→ WHAT TO PRODUCE: Please copy all of the records below line for line, with no changes.

→ Records from a data source:

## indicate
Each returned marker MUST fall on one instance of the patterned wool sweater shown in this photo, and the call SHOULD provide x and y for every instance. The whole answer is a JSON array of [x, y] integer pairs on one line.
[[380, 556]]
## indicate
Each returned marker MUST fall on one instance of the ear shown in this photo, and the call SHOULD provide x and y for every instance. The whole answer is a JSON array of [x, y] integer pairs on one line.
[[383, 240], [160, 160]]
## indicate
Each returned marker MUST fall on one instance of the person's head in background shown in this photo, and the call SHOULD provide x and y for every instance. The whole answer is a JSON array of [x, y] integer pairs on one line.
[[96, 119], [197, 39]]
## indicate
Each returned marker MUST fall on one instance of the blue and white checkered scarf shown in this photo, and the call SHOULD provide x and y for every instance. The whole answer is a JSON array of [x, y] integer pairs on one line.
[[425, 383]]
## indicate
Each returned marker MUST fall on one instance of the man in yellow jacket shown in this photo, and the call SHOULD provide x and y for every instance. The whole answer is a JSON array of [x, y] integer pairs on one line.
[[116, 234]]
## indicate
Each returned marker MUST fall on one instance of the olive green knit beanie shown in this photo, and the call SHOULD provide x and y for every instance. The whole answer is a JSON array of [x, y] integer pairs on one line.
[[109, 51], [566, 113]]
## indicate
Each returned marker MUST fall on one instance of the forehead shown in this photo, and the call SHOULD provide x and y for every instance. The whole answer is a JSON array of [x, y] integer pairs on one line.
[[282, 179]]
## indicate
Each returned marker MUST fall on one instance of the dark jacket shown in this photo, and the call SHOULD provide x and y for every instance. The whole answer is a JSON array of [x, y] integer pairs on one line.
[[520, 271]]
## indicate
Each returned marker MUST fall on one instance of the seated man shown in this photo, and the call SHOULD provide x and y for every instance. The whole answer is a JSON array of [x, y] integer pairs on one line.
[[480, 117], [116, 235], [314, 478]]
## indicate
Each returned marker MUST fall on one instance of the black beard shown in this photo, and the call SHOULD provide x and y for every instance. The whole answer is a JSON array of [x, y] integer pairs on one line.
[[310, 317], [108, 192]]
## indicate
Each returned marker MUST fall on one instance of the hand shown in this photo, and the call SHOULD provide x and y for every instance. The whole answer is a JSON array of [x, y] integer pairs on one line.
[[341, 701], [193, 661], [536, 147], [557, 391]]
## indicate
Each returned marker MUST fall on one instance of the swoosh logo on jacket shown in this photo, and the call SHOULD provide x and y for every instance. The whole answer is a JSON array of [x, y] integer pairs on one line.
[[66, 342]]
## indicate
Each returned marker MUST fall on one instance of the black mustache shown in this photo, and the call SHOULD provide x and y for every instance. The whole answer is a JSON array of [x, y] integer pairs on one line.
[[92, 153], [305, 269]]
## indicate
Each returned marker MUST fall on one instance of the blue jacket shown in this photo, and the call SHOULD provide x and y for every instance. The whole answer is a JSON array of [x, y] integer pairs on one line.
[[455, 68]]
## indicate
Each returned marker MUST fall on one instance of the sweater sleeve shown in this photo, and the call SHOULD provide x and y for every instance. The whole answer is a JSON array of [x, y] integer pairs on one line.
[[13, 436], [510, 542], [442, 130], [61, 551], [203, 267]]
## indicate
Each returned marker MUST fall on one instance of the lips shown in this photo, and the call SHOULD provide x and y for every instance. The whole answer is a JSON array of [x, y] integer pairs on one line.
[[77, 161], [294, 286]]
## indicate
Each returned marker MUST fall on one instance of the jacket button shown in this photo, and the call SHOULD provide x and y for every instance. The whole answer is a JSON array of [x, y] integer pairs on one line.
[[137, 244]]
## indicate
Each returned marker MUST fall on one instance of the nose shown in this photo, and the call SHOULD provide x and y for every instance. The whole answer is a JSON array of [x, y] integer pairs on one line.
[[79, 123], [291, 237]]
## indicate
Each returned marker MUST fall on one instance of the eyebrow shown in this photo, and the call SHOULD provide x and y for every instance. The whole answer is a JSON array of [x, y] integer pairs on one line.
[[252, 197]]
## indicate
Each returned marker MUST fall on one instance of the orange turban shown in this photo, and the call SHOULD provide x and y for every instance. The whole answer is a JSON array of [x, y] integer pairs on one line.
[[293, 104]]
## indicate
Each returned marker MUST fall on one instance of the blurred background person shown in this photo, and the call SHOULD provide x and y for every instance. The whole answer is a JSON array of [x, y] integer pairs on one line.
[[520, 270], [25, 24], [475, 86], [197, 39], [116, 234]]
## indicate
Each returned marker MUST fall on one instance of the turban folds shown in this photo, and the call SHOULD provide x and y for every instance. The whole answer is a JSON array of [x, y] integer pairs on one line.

→ FULL RESPONSE:
## indicate
Each returned marker MUST fall on one instance of the patterned wool sweater shown in this photo, and the call SHOULD provide x and y for every instance. The whole answer is a JSON array of [x, y] integer pairs on one line.
[[380, 556]]
## indicate
Each returned marker MUST fall on one instance of the ear shown in this photo, and the call SHOULD provide x and y for every instance. The whole answer is a JSON array of [x, y] integer pairs on one line.
[[383, 240], [160, 160]]
## indicate
Each returned marker MUST fall on one instance of the person's head in background shown in this photo, and the call SHOULD provide x and y for every instance. The whole answer is a JSON array of [x, y] integer pairs on one line.
[[96, 119], [197, 39]]
## indicate
Each returned marker MUST fall on one instance of the blue and white checkered scarf shown in this photo, and the call SHOULD provide x and y for every instance. The whole answer is a JSON array of [x, y] integer pairs on one line.
[[425, 383]]
## indicate
Each returned marker MUST fall on one instance of the man in yellow jacket shown in this photo, and the call SHOULD provide x and y for every instance. The whole answer is a JSON array of [x, y] integer pairs on one line.
[[116, 234]]
## indicate
Each returned marker MUST fall on one instance of the olive green knit beanie shown in this photo, and the call SHOULD provide x and y for every instance. The whole answer is a JSON array of [x, y] integer pairs on one line.
[[109, 51], [566, 113]]
## indicate
Each returned marker MUST fall on one instance of the forehead shown in this photo, and the call SHOULD provide x and y for every instance. The whole answer is a JSON array of [x, y] integer pairs on one line.
[[282, 179]]
## indicate
Each returned marker MUST fall on one instance of the dark jacket shown in this photo, and the call SHOULD provide x and y for every instance. The whole answer is a JSON array of [x, y] integer pairs on one line.
[[520, 271]]
## indicate
Each returned marker MUST fall on one instance of the seated man shown in this photo, and the call SHOULD provide x and y for every instance. The whole answer is a JSON array of [x, y] integer pairs on one line.
[[480, 117], [116, 235], [314, 478]]
## indicate
Each returned marker MUST fall on one instance of the black beard shown in this photo, and the call SHOULD provide x and y for every instance. The whole answer is a JSON array of [x, y] integer pairs on one line.
[[310, 317], [108, 192]]
## indicate
Each returned marker MUST fall on one instance of the hand shown in this photo, and the call SHOULD provide x and y for every instance. The whole answer is a JSON array of [x, y] integer pairs on one line.
[[341, 701], [193, 661], [536, 147], [557, 391]]
## indicate
Each returned marker MUST fall on one instance of the swoosh logo on jacket shown in this photo, and the call SHOULD provide x and y for every instance. The whole answer is a JSON array of [x, y] integer pairs on one line.
[[66, 342]]
## indicate
Each returned marker MUST fall on one instance of the black mustache shown in this photo, and the call SHOULD provide x and y for every instance. The whole answer is a JSON array of [x, y] integer pairs on one line.
[[92, 153], [305, 269]]
## indicate
Each returned marker MUST fall on one instance of the blue jacket shown in this photo, and the call SHOULD provide x and y for every instance. The whole answer is a JSON array of [x, y] integer pairs on one line.
[[455, 68]]
## indicate
Each returned marker MUST fall on one instance of the sweater sleeve shown in this photo, and the call SHOULD provide x and y for every instance. The whole answer is a JSON array of [x, y] integer pairs on one line.
[[13, 436], [510, 542], [442, 130], [61, 551], [203, 267]]
## indicate
Each returned marker MUST fall on one instance of the lips shown in this photo, and the call SHOULD provide x and y for every instance. The whole answer is a JSON array of [x, y] integer pairs on one line.
[[77, 161], [294, 286]]
## indicate
Each returned marker MUST fall on one instance of the jacket button shown in this photo, and the call SHOULD provide x and y for every instance. The whole answer is a JSON array of [x, y] integer pairs on one line.
[[137, 244]]
## indicate
Each returned marker MUST fall on one instance of the nose shown in this photo, and the call SHOULD provide x and y for every instance. The whole answer is a JSON array of [x, y] integer pairs on one line.
[[79, 123], [291, 237]]
## indicate
Each returned marker MUST fall on one instance of the eyebrow shown in this photo, and the call SHOULD provide x and y for every instance. The whole answer is a JSON array of [x, y] integer pairs on one line.
[[252, 197]]
## indicate
Each returned marker MUST fall on one instance of the orange turban shown in this photo, and the call SHOULD provide x and y for every instance. The whole answer is a JSON array of [x, y] integer pairs on one line.
[[293, 104]]
## indicate
Each returned marker MUST fall on one instance of the blurred background person shown in this photo, and the call SHOULD provide x and y for every instance. The whole answer is a JSON array of [x, y] integer pairs on one line.
[[520, 270], [25, 24], [475, 86], [197, 39], [116, 234]]
## indicate
Each returned marker MUST fall on one instance of the turban folds shown in this photo, and the call SHOULD provide x and y for every instance. The whole answer is a JSON array of [x, y] integer pairs on one line.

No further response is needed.